**Records provided**

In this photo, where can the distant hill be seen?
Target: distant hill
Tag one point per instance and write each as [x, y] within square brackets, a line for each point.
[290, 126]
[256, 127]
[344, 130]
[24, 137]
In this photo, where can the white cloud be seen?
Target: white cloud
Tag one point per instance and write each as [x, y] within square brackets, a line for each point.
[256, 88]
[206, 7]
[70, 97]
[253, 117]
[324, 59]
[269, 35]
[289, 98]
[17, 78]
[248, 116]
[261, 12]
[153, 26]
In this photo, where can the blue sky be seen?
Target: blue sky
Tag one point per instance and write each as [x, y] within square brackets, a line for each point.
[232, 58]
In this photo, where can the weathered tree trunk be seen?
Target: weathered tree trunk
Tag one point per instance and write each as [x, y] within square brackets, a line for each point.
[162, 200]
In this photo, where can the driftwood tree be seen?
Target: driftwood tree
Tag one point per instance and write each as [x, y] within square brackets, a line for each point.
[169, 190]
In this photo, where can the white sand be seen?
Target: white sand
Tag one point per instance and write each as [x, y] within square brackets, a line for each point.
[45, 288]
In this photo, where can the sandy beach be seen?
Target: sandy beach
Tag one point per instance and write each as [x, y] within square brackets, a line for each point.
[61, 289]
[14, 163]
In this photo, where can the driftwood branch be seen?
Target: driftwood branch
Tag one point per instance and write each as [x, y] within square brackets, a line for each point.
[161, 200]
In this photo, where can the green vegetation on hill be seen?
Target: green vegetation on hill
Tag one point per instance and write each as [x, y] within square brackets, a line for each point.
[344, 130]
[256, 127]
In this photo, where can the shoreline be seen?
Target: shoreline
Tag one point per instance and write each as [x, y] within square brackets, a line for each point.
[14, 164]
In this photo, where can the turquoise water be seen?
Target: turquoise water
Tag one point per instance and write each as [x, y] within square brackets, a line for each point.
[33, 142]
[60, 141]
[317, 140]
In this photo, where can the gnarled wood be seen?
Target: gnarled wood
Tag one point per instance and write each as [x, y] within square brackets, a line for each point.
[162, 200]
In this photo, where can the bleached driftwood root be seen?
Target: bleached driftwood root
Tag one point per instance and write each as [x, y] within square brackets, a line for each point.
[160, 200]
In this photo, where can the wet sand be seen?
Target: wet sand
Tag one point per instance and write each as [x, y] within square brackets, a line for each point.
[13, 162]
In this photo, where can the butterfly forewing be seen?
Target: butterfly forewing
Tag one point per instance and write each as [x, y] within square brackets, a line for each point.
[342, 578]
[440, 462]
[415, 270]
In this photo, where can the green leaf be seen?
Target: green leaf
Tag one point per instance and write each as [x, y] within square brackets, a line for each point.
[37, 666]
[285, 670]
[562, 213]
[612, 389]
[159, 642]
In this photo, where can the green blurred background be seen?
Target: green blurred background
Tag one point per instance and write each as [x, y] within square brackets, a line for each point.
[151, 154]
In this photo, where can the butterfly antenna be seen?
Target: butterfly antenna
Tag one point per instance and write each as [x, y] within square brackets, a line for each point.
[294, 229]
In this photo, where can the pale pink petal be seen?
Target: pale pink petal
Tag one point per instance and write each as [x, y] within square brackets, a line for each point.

**What the task asks**
Render all of the material above as a numbered list, one item per line, with blank lines omitted.

**Task output**
1. In this photo, where can the distant hill be seen?
2. Target: distant hill
3. Tag one point per instance and write each as [x, y] within square brackets, a line for each point.
4. [290, 126]
5. [256, 127]
6. [344, 130]
7. [24, 137]
8. In this photo, where can the white cloud be seen?
9. Target: white cloud
10. Tag one point per instance and write each as [x, y] within square brackets, a line for each point.
11. [256, 88]
12. [206, 7]
13. [70, 97]
14. [253, 117]
15. [324, 59]
16. [269, 35]
17. [289, 98]
18. [17, 78]
19. [248, 116]
20. [261, 12]
21. [153, 26]
22. In this photo, where can the blue sky be seen?
23. Target: blue sky
24. Tag one point per instance and write each as [x, y] within square brackets, a line for each point.
25. [232, 58]
26. In this photo, where can the weathered tree trunk be seen?
27. Target: weathered tree trunk
28. Tag one point per instance and write each as [x, y] within square brackets, a line for each point.
29. [162, 200]
30. In this photo, where can the driftwood tree be seen?
31. Target: driftwood tree
32. Tag one point per instance and write each as [x, y] within square brackets, a line for each point.
33. [169, 190]
34. In this photo, where can the white sand be seen?
35. Target: white sand
36. Tag one point per instance and write each as [x, y] within square brackets, a line for each point.
37. [45, 288]
38. In this photo, where can the sandy beach be seen?
39. Target: sandy beach
40. Tag one point per instance and write each as [x, y] within square brackets, a line for each point.
41. [61, 289]
42. [14, 163]
43. In this photo, where can the driftwood branch be seen?
44. Target: driftwood branch
45. Tag one point per instance and write each as [x, y] within square brackets, a line for each point.
46. [161, 200]
47. In this photo, where can the green vegetation on hill be seen?
48. Target: green vegetation on hill
49. Tag one point per instance and write each as [x, y] within square brackets, a line for each point.
50. [344, 130]
51. [256, 127]
52. In this photo, where can the shoreline be seen?
53. Target: shoreline
54. Tag one point per instance and write each as [x, y] within square brackets, a line for each point.
55. [14, 164]
56. In this photo, where can the turquoise water be seen?
57. Target: turquoise water
58. Tag one point per instance and write each as [x, y] within square brackets, a line for each point.
59. [33, 142]
60. [60, 141]
61. [317, 140]
62. In this photo, where can the gnarled wood be seen?
63. Target: gnarled wood
64. Tag one point per instance and write each as [x, y] within square brackets, a line for each point.
65. [162, 200]
66. In this photo, where can the bleached driftwood root be seen?
67. Target: bleached driftwood root
68. Tag one point per instance and write each as [x, y] within square brackets, a line for each point.
69. [160, 200]
70. In this photo, where can the wet sand be seen?
71. Target: wet sand
72. Tag one point per instance and write each as [x, y] within square brackets, a line for each point.
73. [13, 162]
74. In this photo, where can the butterfly forewing be seen?
75. Target: butterfly forewing
76. Tag one point per instance and write each as [x, y] within square brackets, a line for each point.
77. [342, 578]
78. [440, 462]
79. [415, 270]
80. In this photo, where can the green leaf be seen?
81. Target: green leaf
82. Tag one point per instance and write each as [x, y] within square brackets, a line for each point.
83. [37, 666]
84. [285, 670]
85. [562, 213]
86. [612, 389]
87. [159, 642]
88. In this photo, where can the green blurred background be seen?
89. Target: green blurred background
90. Tag one point per instance and write each as [x, y] within square brackets, a line for each point.
91. [151, 154]
92. In this photo, where can the butterfly antenna be seen?
93. Target: butterfly antenna
94. Tag one point per instance and write each as [x, y] within square brackets, a line for each point.
95. [294, 229]
96. In this photo, where can the pale pink petal be seen?
97. Target: pale pink petal
98. Tag one point per instance and write each as [x, y] within square brackets, a line for each point.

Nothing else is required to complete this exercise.